EXCERPT TO READ start
The computing system 150 may include at least one processor (which may include at least one microprocessor) that executes processing instructions (i.e. machine-executable instructions) stored in a non-volatile computer-readable medium (e.g., a data storage device or memory). The computing system 150 may also be multiple computing devices that distributedly control the components or system of vehicle 100. In some embodiments, the memory may contain processing instructions (e.g. program logic) that are executed by the processor to perform various functions of the vehicle 100. In one embodiment, the computing system 150 is capable of data communication with the drive system 142, the sensor system 144, the control system 146, the user interface system 148, and/or the communication system 152. An interface in the computing system is used to facilitate data communication between the computing system 150 and the drive system 142, the sensor system 144, the control system 146, the user interface system 148, and the communication system 152.

The memory may also include other instructions, including the instruction for data transmission, an instruction for data reception, an instruction for interaction, or an instruction for controlling the drive system 142, the sensor system 144, or the control system 146, or the user interface system 148.

In addition to storing processing instructions, the memory may store a variety of information or data, such as image processing parameter, road map, and path information. Such information may be used by the vehicle 100 and the computing system 150 during the operation of the vehicle 100 in an automatic, semi-automatic, and/or manual mode.
EXCERPT TO READ end
PROVIDED DATA start
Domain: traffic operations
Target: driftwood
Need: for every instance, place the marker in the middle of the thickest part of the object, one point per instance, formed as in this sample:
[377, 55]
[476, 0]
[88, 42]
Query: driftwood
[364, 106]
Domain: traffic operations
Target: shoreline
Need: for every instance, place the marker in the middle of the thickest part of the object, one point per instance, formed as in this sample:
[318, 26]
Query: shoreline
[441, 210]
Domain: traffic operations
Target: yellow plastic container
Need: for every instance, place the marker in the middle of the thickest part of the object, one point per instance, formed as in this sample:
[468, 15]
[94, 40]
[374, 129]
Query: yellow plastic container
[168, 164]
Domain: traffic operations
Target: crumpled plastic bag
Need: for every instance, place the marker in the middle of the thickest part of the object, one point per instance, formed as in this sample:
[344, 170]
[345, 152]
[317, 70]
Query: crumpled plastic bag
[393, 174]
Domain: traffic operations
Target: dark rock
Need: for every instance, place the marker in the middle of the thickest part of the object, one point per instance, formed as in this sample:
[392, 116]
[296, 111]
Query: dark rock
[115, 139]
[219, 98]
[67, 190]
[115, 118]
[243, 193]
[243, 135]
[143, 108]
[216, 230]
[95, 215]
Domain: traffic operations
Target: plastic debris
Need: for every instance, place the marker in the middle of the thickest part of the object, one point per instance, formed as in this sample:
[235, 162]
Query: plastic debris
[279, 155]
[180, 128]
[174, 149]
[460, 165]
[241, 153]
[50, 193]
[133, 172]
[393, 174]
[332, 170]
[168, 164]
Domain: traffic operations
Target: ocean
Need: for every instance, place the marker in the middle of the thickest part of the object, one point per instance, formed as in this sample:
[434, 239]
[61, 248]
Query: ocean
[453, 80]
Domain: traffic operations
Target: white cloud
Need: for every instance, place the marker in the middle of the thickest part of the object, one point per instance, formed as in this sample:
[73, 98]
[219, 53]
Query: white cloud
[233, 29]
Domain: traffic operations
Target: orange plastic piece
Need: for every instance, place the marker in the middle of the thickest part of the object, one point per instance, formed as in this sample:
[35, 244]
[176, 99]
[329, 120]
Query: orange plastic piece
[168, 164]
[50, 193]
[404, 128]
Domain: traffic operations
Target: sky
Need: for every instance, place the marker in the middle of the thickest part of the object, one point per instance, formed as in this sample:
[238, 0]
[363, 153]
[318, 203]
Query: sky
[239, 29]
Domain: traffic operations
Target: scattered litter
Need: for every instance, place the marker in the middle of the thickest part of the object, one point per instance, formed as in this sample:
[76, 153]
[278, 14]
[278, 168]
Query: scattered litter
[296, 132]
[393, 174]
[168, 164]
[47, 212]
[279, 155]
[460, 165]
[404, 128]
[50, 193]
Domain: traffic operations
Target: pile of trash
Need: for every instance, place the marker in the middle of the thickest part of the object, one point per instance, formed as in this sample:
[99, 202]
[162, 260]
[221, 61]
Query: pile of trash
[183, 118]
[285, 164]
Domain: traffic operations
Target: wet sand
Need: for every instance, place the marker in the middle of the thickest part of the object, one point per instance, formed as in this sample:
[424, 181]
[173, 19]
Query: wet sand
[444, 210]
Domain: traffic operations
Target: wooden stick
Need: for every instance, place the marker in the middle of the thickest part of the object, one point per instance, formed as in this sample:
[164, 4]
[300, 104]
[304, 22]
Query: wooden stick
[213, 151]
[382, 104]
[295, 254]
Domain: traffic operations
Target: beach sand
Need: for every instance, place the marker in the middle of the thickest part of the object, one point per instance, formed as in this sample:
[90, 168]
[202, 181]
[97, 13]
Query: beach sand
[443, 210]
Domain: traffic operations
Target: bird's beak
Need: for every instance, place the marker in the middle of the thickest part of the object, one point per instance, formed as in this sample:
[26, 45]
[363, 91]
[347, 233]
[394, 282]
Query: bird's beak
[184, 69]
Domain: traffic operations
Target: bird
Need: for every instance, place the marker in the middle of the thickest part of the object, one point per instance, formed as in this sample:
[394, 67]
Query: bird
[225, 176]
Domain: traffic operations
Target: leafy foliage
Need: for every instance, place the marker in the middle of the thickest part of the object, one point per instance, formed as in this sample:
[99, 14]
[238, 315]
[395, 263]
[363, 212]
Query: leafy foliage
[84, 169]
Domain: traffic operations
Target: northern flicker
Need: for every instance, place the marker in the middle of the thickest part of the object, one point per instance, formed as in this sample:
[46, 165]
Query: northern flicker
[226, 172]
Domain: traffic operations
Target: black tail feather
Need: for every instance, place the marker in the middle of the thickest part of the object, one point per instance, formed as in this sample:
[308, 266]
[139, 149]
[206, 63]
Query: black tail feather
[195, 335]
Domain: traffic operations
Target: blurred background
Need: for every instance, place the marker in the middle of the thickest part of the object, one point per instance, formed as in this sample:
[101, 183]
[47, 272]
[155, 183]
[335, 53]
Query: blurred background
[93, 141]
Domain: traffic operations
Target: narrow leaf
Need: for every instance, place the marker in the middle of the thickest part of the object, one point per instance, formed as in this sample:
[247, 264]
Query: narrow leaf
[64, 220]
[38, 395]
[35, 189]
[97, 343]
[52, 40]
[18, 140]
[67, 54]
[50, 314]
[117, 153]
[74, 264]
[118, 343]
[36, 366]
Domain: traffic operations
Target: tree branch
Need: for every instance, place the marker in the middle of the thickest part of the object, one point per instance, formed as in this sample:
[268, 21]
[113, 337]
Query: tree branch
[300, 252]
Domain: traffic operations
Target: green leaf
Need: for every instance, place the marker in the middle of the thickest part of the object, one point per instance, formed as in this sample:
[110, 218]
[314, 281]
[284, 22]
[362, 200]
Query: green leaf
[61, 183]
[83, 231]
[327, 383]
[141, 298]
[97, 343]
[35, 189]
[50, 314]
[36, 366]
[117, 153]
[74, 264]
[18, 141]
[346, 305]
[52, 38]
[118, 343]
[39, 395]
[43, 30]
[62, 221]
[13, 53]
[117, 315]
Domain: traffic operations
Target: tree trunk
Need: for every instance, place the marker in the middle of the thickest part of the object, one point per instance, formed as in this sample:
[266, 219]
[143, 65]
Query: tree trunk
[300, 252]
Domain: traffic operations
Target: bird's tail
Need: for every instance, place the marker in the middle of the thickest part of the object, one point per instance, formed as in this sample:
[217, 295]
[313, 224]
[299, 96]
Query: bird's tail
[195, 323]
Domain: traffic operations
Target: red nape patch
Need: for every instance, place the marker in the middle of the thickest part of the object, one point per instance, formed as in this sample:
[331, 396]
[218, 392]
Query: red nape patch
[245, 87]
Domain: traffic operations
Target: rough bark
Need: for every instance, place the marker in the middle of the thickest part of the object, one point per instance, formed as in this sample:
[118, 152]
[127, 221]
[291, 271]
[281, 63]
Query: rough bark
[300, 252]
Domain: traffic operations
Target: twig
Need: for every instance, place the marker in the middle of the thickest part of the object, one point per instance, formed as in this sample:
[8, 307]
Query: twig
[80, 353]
PROVIDED DATA end
→ WHAT YOU WILL DO:
1. In the passage on the vehicle's computing system, what information other than processing instructions may the memory store?
2. Reproduce the passage on the vehicle's computing system, starting with "The memory may also" and going on through "and/or manual mode.".
3. Write what comes next in the passage on the vehicle's computing system, picking up after its final sentence.

→ RESULTS OF THE TASKS:
1. Image processing parameters, road maps, and path information.

2.
The memory may also include other instructions, including the instruction for data transmission, an instruction for data reception, an instruction for interaction, or an instruction for controlling the drive system 142, the sensor system 144, or the control system 146, or the user interface system 148.

In addition to storing processing instructions, the memory may store a variety of information or data, such as image processing parameter, road map, and path information. Such information may be used by the vehicle 100 and the computing system 150 during the operation of the vehicle 100 in an automatic, semi-automatic, and/or manual mode.

3.
Although the automatic driving control unit is shown separate from the processor and the memory, it should be understood that in some implementation modes, some or all of the functions of the automatic driving control unit may be implemented with a program code instruction residing in one or more memories (or data storage devices) and executed by one or more processors, and that the automatic driving control unit may in some cases be implemented by using the same processor and/or memory (or data storage device). In some implementation modes, the automatic driving control unit may be implemented at least in part by using various dedicated circuit logics, various processors, various field programmable gate arrays (“FPGA”), various application-specific integrated circuits (“ASIC”), various real-time controllers and hardware.

The computing system 150 may control the function of the vehicle 100 according to inputs received from various vehicle systems (e.g. the drive system 142, the sensor system 144, and the control system 146) or input received from the user interface system 148. For example, the computing system 150 may use input from the control system 146 to control the steering unit to avoid an obstacle detected by the sensor system 144. In one embodiment, the computing system 150 may be used to control various aspects of the vehicle 100 and the system thereof.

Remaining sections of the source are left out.